**PROBLEM TO WORK ON**
Ignoring the pictures, copy the data exactly.

**DATA SHOWN**

=== Begin Enclosure ===

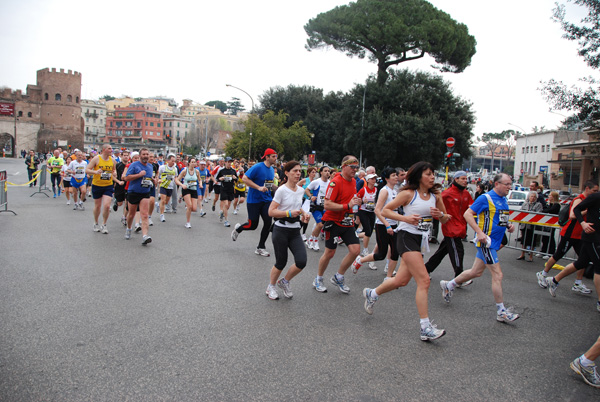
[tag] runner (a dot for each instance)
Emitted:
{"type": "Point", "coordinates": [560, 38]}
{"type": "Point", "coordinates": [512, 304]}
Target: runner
{"type": "Point", "coordinates": [493, 220]}
{"type": "Point", "coordinates": [139, 176]}
{"type": "Point", "coordinates": [188, 180]}
{"type": "Point", "coordinates": [167, 174]}
{"type": "Point", "coordinates": [570, 236]}
{"type": "Point", "coordinates": [590, 244]}
{"type": "Point", "coordinates": [456, 200]}
{"type": "Point", "coordinates": [227, 176]}
{"type": "Point", "coordinates": [316, 190]}
{"type": "Point", "coordinates": [202, 185]}
{"type": "Point", "coordinates": [385, 228]}
{"type": "Point", "coordinates": [102, 166]}
{"type": "Point", "coordinates": [78, 180]}
{"type": "Point", "coordinates": [421, 204]}
{"type": "Point", "coordinates": [239, 193]}
{"type": "Point", "coordinates": [286, 208]}
{"type": "Point", "coordinates": [341, 205]}
{"type": "Point", "coordinates": [259, 179]}
{"type": "Point", "coordinates": [55, 164]}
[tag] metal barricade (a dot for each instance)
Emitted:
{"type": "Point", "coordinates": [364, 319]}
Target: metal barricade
{"type": "Point", "coordinates": [536, 233]}
{"type": "Point", "coordinates": [4, 192]}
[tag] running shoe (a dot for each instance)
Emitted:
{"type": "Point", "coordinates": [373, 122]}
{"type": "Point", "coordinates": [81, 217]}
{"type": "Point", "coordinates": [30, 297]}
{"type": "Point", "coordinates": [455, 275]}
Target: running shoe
{"type": "Point", "coordinates": [446, 292]}
{"type": "Point", "coordinates": [318, 285]}
{"type": "Point", "coordinates": [506, 315]}
{"type": "Point", "coordinates": [431, 332]}
{"type": "Point", "coordinates": [541, 279]}
{"type": "Point", "coordinates": [551, 286]}
{"type": "Point", "coordinates": [589, 374]}
{"type": "Point", "coordinates": [272, 292]}
{"type": "Point", "coordinates": [356, 265]}
{"type": "Point", "coordinates": [340, 284]}
{"type": "Point", "coordinates": [235, 233]}
{"type": "Point", "coordinates": [262, 252]}
{"type": "Point", "coordinates": [581, 288]}
{"type": "Point", "coordinates": [285, 286]}
{"type": "Point", "coordinates": [369, 301]}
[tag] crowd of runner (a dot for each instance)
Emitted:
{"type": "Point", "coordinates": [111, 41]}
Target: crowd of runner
{"type": "Point", "coordinates": [346, 207]}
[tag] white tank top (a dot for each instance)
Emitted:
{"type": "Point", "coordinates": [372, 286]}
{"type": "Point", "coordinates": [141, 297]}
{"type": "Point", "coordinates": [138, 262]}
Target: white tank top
{"type": "Point", "coordinates": [391, 195]}
{"type": "Point", "coordinates": [419, 206]}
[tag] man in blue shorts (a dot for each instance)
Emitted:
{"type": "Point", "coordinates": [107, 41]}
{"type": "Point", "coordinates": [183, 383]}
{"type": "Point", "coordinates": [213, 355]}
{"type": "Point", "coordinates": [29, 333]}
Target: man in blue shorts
{"type": "Point", "coordinates": [259, 180]}
{"type": "Point", "coordinates": [492, 221]}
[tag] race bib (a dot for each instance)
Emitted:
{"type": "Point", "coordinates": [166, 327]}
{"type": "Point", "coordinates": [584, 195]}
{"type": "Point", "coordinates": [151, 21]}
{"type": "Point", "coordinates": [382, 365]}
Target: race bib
{"type": "Point", "coordinates": [425, 224]}
{"type": "Point", "coordinates": [503, 217]}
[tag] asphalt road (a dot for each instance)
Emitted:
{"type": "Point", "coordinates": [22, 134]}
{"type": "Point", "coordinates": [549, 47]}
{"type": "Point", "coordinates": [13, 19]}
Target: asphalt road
{"type": "Point", "coordinates": [87, 316]}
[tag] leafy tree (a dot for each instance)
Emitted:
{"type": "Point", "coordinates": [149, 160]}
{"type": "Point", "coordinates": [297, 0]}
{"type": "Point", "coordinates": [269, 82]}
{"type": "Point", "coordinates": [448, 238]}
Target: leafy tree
{"type": "Point", "coordinates": [234, 106]}
{"type": "Point", "coordinates": [222, 106]}
{"type": "Point", "coordinates": [392, 32]}
{"type": "Point", "coordinates": [269, 131]}
{"type": "Point", "coordinates": [585, 102]}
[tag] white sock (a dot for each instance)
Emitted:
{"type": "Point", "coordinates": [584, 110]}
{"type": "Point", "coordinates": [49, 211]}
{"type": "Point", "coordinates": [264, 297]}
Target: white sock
{"type": "Point", "coordinates": [585, 361]}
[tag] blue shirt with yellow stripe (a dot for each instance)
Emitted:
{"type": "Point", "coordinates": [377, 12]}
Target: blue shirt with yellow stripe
{"type": "Point", "coordinates": [492, 216]}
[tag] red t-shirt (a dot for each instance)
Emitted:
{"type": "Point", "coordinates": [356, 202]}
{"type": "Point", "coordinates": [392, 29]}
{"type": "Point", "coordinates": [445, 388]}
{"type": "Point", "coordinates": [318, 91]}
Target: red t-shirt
{"type": "Point", "coordinates": [340, 191]}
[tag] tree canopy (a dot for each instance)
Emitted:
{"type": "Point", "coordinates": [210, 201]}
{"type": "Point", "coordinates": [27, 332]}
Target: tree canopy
{"type": "Point", "coordinates": [392, 32]}
{"type": "Point", "coordinates": [585, 102]}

=== End Enclosure ===

**RESULT OF THE TASK**
[tag] runner (a dot for each instance)
Emitted:
{"type": "Point", "coordinates": [560, 38]}
{"type": "Point", "coordinates": [512, 304]}
Target: runner
{"type": "Point", "coordinates": [493, 220]}
{"type": "Point", "coordinates": [139, 176]}
{"type": "Point", "coordinates": [188, 180]}
{"type": "Point", "coordinates": [167, 174]}
{"type": "Point", "coordinates": [570, 236]}
{"type": "Point", "coordinates": [590, 244]}
{"type": "Point", "coordinates": [456, 200]}
{"type": "Point", "coordinates": [227, 176]}
{"type": "Point", "coordinates": [316, 190]}
{"type": "Point", "coordinates": [202, 185]}
{"type": "Point", "coordinates": [385, 228]}
{"type": "Point", "coordinates": [102, 166]}
{"type": "Point", "coordinates": [78, 180]}
{"type": "Point", "coordinates": [421, 204]}
{"type": "Point", "coordinates": [239, 193]}
{"type": "Point", "coordinates": [286, 208]}
{"type": "Point", "coordinates": [341, 205]}
{"type": "Point", "coordinates": [259, 179]}
{"type": "Point", "coordinates": [55, 164]}
[tag] metal barricade (a dot for each instance)
Emitted:
{"type": "Point", "coordinates": [364, 319]}
Target: metal barricade
{"type": "Point", "coordinates": [536, 233]}
{"type": "Point", "coordinates": [4, 192]}
[tag] running shoe (a dot for each instance)
Emitted:
{"type": "Point", "coordinates": [373, 122]}
{"type": "Point", "coordinates": [81, 217]}
{"type": "Point", "coordinates": [30, 297]}
{"type": "Point", "coordinates": [455, 275]}
Target: running shoe
{"type": "Point", "coordinates": [446, 292]}
{"type": "Point", "coordinates": [318, 285]}
{"type": "Point", "coordinates": [506, 315]}
{"type": "Point", "coordinates": [431, 332]}
{"type": "Point", "coordinates": [541, 279]}
{"type": "Point", "coordinates": [551, 286]}
{"type": "Point", "coordinates": [589, 374]}
{"type": "Point", "coordinates": [272, 292]}
{"type": "Point", "coordinates": [356, 265]}
{"type": "Point", "coordinates": [340, 284]}
{"type": "Point", "coordinates": [235, 233]}
{"type": "Point", "coordinates": [262, 252]}
{"type": "Point", "coordinates": [581, 288]}
{"type": "Point", "coordinates": [285, 286]}
{"type": "Point", "coordinates": [369, 301]}
[tag] crowd of runner (a dot for each instance)
Emitted:
{"type": "Point", "coordinates": [111, 41]}
Target: crowd of runner
{"type": "Point", "coordinates": [346, 207]}
[tag] white tank top (a dot for each instance)
Emitted:
{"type": "Point", "coordinates": [372, 286]}
{"type": "Point", "coordinates": [141, 297]}
{"type": "Point", "coordinates": [138, 262]}
Target: white tank top
{"type": "Point", "coordinates": [391, 195]}
{"type": "Point", "coordinates": [419, 206]}
[tag] man in blue shorts (a dot for each instance)
Emitted:
{"type": "Point", "coordinates": [107, 41]}
{"type": "Point", "coordinates": [183, 383]}
{"type": "Point", "coordinates": [213, 355]}
{"type": "Point", "coordinates": [29, 333]}
Target: man in blue shorts
{"type": "Point", "coordinates": [259, 180]}
{"type": "Point", "coordinates": [492, 221]}
[tag] race bib (a dot for each instance)
Emitted:
{"type": "Point", "coordinates": [166, 327]}
{"type": "Point", "coordinates": [584, 195]}
{"type": "Point", "coordinates": [151, 21]}
{"type": "Point", "coordinates": [382, 365]}
Target: race bib
{"type": "Point", "coordinates": [425, 224]}
{"type": "Point", "coordinates": [503, 217]}
[tag] asphalt road (a dot for each instance)
Emitted:
{"type": "Point", "coordinates": [22, 134]}
{"type": "Point", "coordinates": [549, 47]}
{"type": "Point", "coordinates": [13, 19]}
Target: asphalt road
{"type": "Point", "coordinates": [87, 316]}
[tag] leafy tree (a dot for each instance)
Emitted:
{"type": "Point", "coordinates": [149, 160]}
{"type": "Point", "coordinates": [297, 0]}
{"type": "Point", "coordinates": [269, 82]}
{"type": "Point", "coordinates": [448, 238]}
Target: leafy tree
{"type": "Point", "coordinates": [234, 106]}
{"type": "Point", "coordinates": [222, 106]}
{"type": "Point", "coordinates": [392, 32]}
{"type": "Point", "coordinates": [269, 131]}
{"type": "Point", "coordinates": [585, 102]}
[tag] white sock (a dot for each instance)
Emitted:
{"type": "Point", "coordinates": [584, 110]}
{"type": "Point", "coordinates": [49, 211]}
{"type": "Point", "coordinates": [264, 297]}
Target: white sock
{"type": "Point", "coordinates": [585, 361]}
[tag] blue shirt with yellow stripe (a dot for each instance)
Emitted:
{"type": "Point", "coordinates": [377, 12]}
Target: blue shirt with yellow stripe
{"type": "Point", "coordinates": [492, 216]}
[tag] red t-shirt (a dot for each instance)
Emitted:
{"type": "Point", "coordinates": [356, 202]}
{"type": "Point", "coordinates": [392, 29]}
{"type": "Point", "coordinates": [445, 388]}
{"type": "Point", "coordinates": [318, 91]}
Target: red t-shirt
{"type": "Point", "coordinates": [340, 191]}
[tag] tree canopy (a dot for each instance)
Emitted:
{"type": "Point", "coordinates": [210, 201]}
{"type": "Point", "coordinates": [27, 332]}
Target: tree canopy
{"type": "Point", "coordinates": [392, 32]}
{"type": "Point", "coordinates": [585, 102]}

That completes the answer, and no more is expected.